What the task asks:
State how many lines in the records below contain the string "boot", counting only matches in the same case. Give the number alone.

Start Data

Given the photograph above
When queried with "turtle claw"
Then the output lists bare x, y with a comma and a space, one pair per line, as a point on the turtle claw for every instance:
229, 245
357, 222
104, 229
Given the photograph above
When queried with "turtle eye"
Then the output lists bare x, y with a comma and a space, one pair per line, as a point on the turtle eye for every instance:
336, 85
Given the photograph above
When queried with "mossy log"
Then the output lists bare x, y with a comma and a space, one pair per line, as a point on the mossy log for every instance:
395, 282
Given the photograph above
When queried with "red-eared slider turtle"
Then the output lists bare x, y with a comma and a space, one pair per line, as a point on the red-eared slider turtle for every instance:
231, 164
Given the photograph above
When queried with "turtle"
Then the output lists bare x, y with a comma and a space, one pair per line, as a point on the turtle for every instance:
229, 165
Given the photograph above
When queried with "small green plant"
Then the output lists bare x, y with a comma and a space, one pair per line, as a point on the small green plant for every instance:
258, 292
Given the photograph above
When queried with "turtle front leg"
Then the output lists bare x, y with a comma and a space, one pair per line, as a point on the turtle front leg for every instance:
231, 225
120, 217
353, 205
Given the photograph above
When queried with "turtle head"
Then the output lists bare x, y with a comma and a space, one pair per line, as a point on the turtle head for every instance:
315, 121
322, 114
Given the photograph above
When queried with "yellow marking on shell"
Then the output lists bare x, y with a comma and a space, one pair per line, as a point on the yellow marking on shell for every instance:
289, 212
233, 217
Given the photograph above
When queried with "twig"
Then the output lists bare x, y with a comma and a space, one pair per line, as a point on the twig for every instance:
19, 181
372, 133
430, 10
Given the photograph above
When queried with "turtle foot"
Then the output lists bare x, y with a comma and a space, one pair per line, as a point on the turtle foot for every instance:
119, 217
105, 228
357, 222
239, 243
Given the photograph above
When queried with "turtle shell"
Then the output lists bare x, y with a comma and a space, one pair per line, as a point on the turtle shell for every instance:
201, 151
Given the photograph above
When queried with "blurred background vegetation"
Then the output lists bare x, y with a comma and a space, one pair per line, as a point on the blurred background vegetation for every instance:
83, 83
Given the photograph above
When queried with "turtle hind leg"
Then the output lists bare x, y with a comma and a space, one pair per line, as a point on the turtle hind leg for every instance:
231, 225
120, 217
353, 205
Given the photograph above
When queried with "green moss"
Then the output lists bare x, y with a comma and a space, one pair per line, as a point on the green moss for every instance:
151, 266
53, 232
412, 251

End Data
Start Data

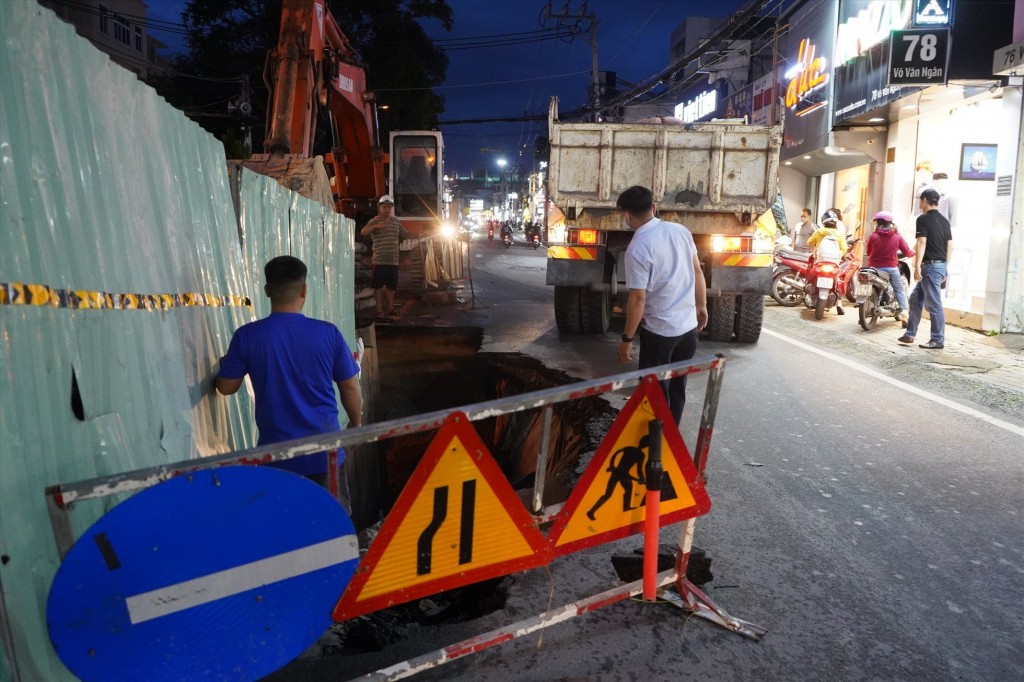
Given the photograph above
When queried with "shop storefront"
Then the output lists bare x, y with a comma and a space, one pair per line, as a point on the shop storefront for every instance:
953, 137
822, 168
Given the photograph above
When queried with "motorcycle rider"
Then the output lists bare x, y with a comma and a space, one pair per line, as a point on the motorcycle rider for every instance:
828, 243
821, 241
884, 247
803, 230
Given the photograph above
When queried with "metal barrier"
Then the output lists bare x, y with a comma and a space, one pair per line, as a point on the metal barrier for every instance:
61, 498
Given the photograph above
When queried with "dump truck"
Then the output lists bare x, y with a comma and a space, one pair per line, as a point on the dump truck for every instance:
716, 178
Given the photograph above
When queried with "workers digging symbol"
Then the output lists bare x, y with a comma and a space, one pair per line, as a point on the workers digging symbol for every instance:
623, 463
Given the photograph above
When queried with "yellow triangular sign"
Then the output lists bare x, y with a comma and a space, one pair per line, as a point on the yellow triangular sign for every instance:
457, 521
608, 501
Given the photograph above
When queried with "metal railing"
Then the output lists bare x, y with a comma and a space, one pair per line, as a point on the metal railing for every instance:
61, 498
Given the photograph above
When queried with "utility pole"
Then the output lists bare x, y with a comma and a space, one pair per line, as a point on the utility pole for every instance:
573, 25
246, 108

End Data
Start Data

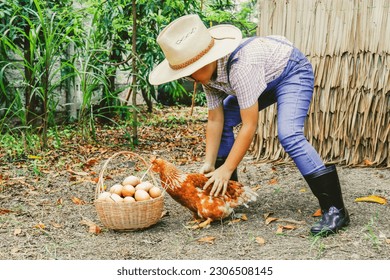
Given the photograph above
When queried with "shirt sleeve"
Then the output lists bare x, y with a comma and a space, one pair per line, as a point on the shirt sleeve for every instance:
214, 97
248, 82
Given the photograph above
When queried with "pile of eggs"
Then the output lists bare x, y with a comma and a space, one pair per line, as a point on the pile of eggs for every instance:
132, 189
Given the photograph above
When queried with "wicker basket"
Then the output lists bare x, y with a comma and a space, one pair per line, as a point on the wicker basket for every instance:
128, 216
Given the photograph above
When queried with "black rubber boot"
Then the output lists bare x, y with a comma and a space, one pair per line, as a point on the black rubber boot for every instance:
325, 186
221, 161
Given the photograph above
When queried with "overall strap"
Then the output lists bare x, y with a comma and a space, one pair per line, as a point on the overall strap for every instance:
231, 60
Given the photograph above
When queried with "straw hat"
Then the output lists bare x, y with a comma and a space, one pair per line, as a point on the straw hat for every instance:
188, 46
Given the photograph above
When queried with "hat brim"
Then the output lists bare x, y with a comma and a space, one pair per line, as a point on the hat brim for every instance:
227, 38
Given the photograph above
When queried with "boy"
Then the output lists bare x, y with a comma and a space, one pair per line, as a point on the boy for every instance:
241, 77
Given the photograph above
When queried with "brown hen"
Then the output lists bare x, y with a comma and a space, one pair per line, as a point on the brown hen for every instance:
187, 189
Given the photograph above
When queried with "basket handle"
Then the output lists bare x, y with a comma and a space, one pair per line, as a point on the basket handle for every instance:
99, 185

End Data

Solution:
2